> [Input records]
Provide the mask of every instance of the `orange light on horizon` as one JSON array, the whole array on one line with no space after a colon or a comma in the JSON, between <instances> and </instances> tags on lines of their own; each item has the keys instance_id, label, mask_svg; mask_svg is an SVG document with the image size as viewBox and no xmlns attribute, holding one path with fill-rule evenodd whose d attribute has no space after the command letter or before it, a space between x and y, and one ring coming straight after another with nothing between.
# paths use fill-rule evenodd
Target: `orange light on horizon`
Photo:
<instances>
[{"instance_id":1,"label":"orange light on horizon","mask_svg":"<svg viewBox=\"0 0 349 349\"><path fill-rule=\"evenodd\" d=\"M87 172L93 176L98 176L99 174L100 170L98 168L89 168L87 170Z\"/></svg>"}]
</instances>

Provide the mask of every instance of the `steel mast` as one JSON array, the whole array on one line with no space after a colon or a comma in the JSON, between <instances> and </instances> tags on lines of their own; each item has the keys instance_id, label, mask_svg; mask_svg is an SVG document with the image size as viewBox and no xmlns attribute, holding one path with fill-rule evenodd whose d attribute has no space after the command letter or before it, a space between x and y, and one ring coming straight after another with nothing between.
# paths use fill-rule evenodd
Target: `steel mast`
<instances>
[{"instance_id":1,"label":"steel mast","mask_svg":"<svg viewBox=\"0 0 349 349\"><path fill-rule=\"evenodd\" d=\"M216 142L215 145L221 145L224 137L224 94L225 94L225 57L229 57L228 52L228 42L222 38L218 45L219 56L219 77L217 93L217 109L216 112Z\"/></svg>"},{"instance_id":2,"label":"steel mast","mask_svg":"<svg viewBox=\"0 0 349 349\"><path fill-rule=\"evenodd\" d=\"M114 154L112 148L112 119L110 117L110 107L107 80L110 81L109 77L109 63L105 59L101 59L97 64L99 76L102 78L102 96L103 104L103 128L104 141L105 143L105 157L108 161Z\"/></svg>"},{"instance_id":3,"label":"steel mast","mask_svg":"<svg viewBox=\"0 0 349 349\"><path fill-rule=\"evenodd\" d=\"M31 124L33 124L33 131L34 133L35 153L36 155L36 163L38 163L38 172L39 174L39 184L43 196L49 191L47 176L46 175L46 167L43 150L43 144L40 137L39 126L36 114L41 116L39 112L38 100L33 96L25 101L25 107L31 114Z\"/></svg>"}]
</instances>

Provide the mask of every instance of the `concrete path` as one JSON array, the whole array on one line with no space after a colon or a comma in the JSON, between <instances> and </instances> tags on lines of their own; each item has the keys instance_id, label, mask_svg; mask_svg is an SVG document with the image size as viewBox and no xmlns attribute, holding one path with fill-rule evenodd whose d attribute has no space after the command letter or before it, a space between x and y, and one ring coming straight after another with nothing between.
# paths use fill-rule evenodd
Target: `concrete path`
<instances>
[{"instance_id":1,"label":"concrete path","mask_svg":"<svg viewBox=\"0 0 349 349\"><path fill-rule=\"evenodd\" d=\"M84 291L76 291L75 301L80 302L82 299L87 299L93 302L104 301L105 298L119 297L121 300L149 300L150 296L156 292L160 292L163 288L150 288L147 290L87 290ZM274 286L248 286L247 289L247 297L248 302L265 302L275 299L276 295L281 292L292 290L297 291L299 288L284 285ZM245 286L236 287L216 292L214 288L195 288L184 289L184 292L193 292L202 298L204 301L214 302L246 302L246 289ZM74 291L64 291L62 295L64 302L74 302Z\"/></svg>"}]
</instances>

> [Exercise] Extract each line of the material exactly as it stands.

> [Exercise response]
Provide the mask of every instance of the `orange light on horizon` as one JSON array, the whole array on one line with no space after a colon or a comma in the JSON, between <instances> and </instances> tags on lines of their own; each item has the keys instance_id, label, mask_svg; mask_svg is an SVG document with the image size as viewBox and no xmlns attribute, holding one path with fill-rule evenodd whose d attribute has no space after the command letter or before it, a space between x and y, and one ring coming straight after another with nothing between.
# paths use fill-rule evenodd
Target: `orange light on horizon`
Photo:
<instances>
[{"instance_id":1,"label":"orange light on horizon","mask_svg":"<svg viewBox=\"0 0 349 349\"><path fill-rule=\"evenodd\" d=\"M87 172L93 176L98 176L99 174L100 170L98 168L89 168L87 170Z\"/></svg>"}]
</instances>

Provide the mask of every instance of the `steel mast` as one JSON array, the whole array on one line with no space after a colon or a comma in the JSON, between <instances> and </instances> tags on lines of their own; each item has the keys instance_id, label, mask_svg; mask_svg is an SVG document with the image size as viewBox and no xmlns attribute, holding one path with fill-rule evenodd whose d attribute has no space after the command letter or before it, a space between x and y, and one ring coming straight after another with nothing between.
# paths use fill-rule evenodd
Target: `steel mast`
<instances>
[{"instance_id":1,"label":"steel mast","mask_svg":"<svg viewBox=\"0 0 349 349\"><path fill-rule=\"evenodd\" d=\"M216 142L215 145L221 145L224 137L224 94L225 94L225 57L229 57L228 52L228 42L222 38L218 45L219 56L219 77L217 93L217 109L216 112Z\"/></svg>"},{"instance_id":2,"label":"steel mast","mask_svg":"<svg viewBox=\"0 0 349 349\"><path fill-rule=\"evenodd\" d=\"M114 154L112 148L112 119L110 117L110 107L107 80L110 81L109 77L109 63L105 59L101 59L97 64L99 76L102 78L102 96L103 104L103 128L104 141L105 143L105 157L108 161Z\"/></svg>"},{"instance_id":3,"label":"steel mast","mask_svg":"<svg viewBox=\"0 0 349 349\"><path fill-rule=\"evenodd\" d=\"M31 124L33 124L33 131L34 133L35 153L36 155L36 163L38 163L38 172L39 174L39 184L43 196L49 191L47 176L46 175L46 167L43 150L43 144L40 137L39 126L36 114L41 116L39 112L38 100L33 96L25 101L25 107L31 114Z\"/></svg>"}]
</instances>

Provide the mask of every instance of the `concrete path` as one JSON array, the whole array on one line with no space after a colon or a comma in the JSON, between <instances> and </instances> tags on lines of their own; each item has the keys instance_id, label, mask_svg; mask_svg is an SVG document with the image size as viewBox and no xmlns attribute, holding one path with fill-rule evenodd whose d attribute has no space after the command letter or before it, a space between x and y, and one ring coming straight after another with nothing between.
# paths use fill-rule evenodd
Target: `concrete path`
<instances>
[{"instance_id":1,"label":"concrete path","mask_svg":"<svg viewBox=\"0 0 349 349\"><path fill-rule=\"evenodd\" d=\"M84 291L76 291L75 301L80 302L82 299L87 299L93 302L104 301L105 298L119 297L121 300L149 300L150 296L156 292L160 292L163 288L150 288L147 290L87 290ZM274 286L248 286L247 289L247 297L248 302L265 302L275 299L276 295L281 292L292 290L297 291L299 288L284 285ZM245 286L236 287L216 292L214 288L195 288L184 289L184 292L193 292L202 298L204 301L214 302L246 302L246 289ZM74 291L64 291L62 295L64 302L74 302Z\"/></svg>"}]
</instances>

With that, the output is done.